**WRITTEN TASK**
Return each line of the entries below that contains the string "Target". Case counts.

[Labeled region records]
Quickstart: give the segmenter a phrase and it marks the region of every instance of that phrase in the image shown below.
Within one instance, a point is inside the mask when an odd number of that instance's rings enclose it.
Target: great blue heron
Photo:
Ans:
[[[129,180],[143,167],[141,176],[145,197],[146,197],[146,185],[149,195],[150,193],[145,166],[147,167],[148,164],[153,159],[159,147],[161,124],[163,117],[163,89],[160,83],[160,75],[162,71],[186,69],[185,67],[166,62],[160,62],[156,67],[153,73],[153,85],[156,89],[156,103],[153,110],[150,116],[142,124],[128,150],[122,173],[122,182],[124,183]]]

* * *

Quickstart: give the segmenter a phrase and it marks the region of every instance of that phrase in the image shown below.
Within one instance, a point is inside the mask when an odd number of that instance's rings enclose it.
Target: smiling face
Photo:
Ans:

**TASK ANSWER**
Target: great blue heron
Target: smiling face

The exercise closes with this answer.